Parteivorsitzende, Bundesvorsitzende, Generalsekretäre, ein Landesgruppenchef, eine Kanzlerkandidatin und eine Außenministerin bei der Fernsehsendung "Schlussrunde".

(Foto: picture alliance/dpa/Reuters Pool)

Drei Tage vor der Bundestagswahl treffen sich alle im Bundestag vertretenen Parteien zur "Schlussrunde". Eine Erkenntnis, die das Publikum dabei sicher gewinnt: Zum Glück wird endlich gewählt.

Normalerweise wird die Ente hinten fett. Im kurzen, aber hitzigen Wahlkampf ist drei Tage vor der Stimmabgabe dagegen die Luft raus. Die Umfragewerte von Union, SPD, Grünen und AfD sind seit Wochen so betoniert, dass manch ein Kanzlerkandidat den eigenen Einfluss auf das Ergebnis wohl als ausgeschöpft bewertet. Die "Schlussrunde" in ARD und ZDF schenken sich Olaf Scholz, Friedrich Merz und Robert Habeck jedenfalls. "Leergeredet", mutmaßt die stellvertretende ZDF-Chefredakteurin Anne Gellinek vorab.

**Aufgabenstellung**
**A.** Beantworte anhand des Textauszugs über die "Schlussrunde" die folgenden Fragen:
(i) Wie viele Tage vor der Bundestagswahl findet die "Schlussrunde" statt?
(ii) Welche drei Politiker verzichten laut Text auf die Sendung?
(iii) Wer äußert vorab die Vermutung "Leergeredet", und welche Funktion hat diese Person?
**B.** Schreibe den Text über die "Schlussrunde" im Anschluss an seinen letzten Satz weiter.

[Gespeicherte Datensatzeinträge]
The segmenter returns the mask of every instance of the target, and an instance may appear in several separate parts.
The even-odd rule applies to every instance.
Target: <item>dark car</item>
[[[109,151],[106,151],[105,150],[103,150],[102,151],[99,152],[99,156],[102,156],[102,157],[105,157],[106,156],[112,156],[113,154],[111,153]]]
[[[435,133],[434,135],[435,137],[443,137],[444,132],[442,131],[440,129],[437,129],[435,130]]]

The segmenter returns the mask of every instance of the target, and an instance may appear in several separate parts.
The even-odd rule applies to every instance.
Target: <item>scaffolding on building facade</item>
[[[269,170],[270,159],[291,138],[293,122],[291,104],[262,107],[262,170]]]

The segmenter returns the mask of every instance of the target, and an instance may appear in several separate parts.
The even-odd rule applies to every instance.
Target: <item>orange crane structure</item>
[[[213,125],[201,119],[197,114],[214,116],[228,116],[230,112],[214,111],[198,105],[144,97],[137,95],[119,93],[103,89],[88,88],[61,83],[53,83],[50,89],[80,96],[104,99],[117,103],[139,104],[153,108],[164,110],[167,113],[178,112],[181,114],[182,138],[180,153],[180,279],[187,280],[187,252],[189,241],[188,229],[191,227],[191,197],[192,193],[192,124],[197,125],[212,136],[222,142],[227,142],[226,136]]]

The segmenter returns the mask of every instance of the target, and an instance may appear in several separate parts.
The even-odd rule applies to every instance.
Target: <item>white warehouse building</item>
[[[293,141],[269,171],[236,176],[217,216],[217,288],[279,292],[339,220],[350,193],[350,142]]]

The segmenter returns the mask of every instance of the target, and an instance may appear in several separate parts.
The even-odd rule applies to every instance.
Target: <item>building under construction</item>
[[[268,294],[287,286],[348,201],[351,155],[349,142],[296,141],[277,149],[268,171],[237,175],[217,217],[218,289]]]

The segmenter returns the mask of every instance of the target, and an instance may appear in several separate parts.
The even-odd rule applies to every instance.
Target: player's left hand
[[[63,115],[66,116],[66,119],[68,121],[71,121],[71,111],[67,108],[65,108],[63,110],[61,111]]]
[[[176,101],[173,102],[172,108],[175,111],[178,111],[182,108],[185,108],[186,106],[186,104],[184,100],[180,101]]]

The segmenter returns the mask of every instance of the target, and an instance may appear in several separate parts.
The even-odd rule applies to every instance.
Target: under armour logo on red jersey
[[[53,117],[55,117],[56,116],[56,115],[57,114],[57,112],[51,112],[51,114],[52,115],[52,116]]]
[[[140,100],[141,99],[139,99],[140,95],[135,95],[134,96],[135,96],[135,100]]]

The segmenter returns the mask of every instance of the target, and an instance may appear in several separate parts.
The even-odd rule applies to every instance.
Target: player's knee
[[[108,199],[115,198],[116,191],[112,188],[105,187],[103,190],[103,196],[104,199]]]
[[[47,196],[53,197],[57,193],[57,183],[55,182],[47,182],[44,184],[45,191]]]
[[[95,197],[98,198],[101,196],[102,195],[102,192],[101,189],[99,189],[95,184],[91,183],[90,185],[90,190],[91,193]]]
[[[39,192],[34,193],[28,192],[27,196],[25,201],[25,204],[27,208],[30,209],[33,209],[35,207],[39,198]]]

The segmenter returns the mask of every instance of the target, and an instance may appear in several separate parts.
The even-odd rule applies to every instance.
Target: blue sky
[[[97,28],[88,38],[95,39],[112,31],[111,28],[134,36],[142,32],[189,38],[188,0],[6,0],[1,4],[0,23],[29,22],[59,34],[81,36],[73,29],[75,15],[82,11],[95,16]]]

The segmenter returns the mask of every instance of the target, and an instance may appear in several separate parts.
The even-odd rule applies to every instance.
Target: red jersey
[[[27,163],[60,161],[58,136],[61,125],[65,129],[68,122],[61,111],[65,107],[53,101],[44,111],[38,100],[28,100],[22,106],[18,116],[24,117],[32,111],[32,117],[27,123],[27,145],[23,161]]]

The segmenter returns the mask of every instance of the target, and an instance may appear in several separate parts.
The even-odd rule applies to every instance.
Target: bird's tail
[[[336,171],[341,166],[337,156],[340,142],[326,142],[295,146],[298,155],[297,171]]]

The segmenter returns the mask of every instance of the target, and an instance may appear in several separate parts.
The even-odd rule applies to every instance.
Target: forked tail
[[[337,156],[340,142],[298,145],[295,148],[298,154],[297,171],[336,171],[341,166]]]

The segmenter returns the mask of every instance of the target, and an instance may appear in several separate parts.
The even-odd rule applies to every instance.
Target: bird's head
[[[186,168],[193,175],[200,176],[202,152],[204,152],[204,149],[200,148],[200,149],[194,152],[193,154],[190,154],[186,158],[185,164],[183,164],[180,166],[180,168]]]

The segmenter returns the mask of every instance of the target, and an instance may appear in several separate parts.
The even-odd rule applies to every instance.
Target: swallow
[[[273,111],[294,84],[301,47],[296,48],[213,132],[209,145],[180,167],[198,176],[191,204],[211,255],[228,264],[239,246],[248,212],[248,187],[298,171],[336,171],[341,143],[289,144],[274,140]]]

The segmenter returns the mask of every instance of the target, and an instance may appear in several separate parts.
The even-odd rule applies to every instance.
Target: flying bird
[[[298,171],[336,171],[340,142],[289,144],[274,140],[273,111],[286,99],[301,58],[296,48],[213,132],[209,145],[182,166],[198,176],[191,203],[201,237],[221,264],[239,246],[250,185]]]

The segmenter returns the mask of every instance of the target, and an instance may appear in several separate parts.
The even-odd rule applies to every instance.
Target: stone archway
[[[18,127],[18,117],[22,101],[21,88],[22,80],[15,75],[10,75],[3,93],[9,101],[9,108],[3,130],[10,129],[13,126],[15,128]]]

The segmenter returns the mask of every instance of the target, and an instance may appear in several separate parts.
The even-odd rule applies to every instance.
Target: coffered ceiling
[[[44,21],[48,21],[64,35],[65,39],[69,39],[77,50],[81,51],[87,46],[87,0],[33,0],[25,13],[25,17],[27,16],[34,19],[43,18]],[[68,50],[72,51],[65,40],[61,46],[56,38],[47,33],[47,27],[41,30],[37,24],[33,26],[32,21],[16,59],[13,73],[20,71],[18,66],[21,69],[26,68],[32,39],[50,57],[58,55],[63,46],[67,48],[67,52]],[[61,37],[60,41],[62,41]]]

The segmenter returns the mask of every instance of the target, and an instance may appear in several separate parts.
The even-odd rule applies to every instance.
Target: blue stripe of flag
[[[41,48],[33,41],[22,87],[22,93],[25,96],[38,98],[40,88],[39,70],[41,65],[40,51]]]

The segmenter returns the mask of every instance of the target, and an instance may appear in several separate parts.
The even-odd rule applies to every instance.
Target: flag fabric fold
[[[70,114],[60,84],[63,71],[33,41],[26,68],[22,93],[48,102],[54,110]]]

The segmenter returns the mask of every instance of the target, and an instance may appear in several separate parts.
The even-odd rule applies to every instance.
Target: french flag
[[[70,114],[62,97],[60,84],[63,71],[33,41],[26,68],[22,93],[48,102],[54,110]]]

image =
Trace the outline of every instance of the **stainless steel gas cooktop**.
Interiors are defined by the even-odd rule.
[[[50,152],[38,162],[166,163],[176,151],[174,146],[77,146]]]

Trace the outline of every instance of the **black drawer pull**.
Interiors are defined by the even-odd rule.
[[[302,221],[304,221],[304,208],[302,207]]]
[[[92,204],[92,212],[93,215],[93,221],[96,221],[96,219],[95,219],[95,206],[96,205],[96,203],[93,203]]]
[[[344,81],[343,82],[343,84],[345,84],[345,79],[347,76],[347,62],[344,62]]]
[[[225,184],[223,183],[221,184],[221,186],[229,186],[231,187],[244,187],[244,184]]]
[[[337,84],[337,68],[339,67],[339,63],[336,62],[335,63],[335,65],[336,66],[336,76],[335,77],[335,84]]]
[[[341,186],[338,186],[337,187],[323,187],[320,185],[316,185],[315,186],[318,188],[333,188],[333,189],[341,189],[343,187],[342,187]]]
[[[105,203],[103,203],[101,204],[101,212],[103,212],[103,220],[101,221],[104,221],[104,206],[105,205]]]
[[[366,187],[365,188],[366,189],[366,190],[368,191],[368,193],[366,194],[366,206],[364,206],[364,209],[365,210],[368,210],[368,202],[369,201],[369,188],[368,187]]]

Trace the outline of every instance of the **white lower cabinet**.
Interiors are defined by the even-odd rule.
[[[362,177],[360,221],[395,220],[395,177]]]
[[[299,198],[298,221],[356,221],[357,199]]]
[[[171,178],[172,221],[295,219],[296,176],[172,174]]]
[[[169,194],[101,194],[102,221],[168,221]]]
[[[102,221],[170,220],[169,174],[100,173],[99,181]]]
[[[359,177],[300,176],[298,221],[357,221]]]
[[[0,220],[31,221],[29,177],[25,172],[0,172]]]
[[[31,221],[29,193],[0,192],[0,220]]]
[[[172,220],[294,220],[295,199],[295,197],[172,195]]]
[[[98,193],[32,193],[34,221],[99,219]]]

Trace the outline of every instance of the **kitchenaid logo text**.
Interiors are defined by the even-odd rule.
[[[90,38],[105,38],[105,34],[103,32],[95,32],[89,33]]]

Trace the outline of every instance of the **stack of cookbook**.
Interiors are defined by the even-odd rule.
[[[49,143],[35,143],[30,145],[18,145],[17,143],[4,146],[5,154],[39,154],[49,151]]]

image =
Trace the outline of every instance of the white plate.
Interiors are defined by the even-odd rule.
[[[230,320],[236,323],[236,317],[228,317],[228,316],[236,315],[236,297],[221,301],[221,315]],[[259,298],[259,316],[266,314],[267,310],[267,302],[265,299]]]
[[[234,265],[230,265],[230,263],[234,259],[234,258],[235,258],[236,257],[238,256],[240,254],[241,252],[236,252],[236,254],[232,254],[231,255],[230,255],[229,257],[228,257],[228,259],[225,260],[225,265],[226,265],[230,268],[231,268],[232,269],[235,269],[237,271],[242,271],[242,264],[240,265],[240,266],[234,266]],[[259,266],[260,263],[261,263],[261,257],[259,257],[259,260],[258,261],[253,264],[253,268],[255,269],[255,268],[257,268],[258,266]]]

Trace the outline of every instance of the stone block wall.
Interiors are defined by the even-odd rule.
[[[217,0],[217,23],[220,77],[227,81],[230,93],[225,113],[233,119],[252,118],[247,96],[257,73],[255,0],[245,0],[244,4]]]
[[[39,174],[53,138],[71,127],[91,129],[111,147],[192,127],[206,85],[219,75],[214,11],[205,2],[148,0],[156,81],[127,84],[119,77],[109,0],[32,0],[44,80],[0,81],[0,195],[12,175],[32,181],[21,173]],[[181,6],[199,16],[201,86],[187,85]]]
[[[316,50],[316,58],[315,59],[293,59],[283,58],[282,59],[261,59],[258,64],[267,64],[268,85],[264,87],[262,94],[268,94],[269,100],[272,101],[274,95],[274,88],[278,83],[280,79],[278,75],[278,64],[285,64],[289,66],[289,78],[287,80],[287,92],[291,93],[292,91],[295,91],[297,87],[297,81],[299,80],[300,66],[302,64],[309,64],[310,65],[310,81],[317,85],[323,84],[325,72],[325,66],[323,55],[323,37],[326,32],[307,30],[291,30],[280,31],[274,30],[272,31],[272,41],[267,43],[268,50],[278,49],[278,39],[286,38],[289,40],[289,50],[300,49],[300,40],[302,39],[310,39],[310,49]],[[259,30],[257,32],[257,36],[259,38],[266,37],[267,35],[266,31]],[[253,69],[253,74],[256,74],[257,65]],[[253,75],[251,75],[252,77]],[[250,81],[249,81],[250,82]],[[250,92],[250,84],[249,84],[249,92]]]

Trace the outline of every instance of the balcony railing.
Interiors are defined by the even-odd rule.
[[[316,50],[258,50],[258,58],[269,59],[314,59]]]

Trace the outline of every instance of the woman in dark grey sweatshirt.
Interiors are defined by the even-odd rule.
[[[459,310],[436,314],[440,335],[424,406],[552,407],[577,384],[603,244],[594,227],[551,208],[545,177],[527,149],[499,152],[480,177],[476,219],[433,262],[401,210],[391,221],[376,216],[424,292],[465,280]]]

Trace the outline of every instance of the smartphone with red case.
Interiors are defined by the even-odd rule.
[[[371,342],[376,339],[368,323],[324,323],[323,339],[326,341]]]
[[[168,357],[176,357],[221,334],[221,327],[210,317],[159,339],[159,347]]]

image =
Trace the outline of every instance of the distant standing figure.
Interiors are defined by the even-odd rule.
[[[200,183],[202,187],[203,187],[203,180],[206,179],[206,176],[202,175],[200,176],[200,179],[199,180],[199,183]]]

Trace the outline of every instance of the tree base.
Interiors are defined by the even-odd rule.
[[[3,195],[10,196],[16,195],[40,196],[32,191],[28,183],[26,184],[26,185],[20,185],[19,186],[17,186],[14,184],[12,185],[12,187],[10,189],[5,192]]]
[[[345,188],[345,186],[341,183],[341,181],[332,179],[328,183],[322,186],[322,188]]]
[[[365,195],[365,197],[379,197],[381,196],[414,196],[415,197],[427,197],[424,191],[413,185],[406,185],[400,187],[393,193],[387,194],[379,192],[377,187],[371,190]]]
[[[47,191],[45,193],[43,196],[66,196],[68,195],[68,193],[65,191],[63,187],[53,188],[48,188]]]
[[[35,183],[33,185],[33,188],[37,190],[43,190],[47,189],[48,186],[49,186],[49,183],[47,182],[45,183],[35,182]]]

**Lösungen**
**A.**
(i) Drei Tage vor der Bundestagswahl.
(ii) Olaf Scholz, Friedrich Merz und Robert Habeck.
(iii) Anne Gellinek, die stellvertretende ZDF-Chefredakteurin.

**B.**
Spannend ist ja vor allem, wie viele der kleinen Parteien in den Bundestag einziehen. Von ihrem Abschneiden hängt ab, ob für die künftige Regierung ein Zweier- oder erneut ein Dreierbündnis gebildet werden muss. Während die Linke inzwischen deutlich über dem Strich steht, kratzen BSW und FDP noch von unten an der Fünf-Prozent-Hürde.

Es soll in dieser Sendung um Themen gehen, die im Wahlkampf bislang weniger Raum bekommen haben: Lösungen gegen die Klimaerwärmung, steigende Kranken- und Pflegebeiträge, die künftige Sicherheitspolitik nach dem wahrscheinlichen Aufkündigen der bestehenden Weltordnung durch die USA.

CSU-Spitzenkandidat Alexander Dobrindt lässt gewöhnlich keine Chance zur Schelte verstreichen: "Die Bundesregierung ist gar nicht vorbereitet", tadelt er. Es habe keine ausreichende Kontaktaufnahme zur neuen US-Administration gegeben, um Gemeinsamkeiten auszuloten.

"Die zentrale Frage ist: Wie reagiert Europa?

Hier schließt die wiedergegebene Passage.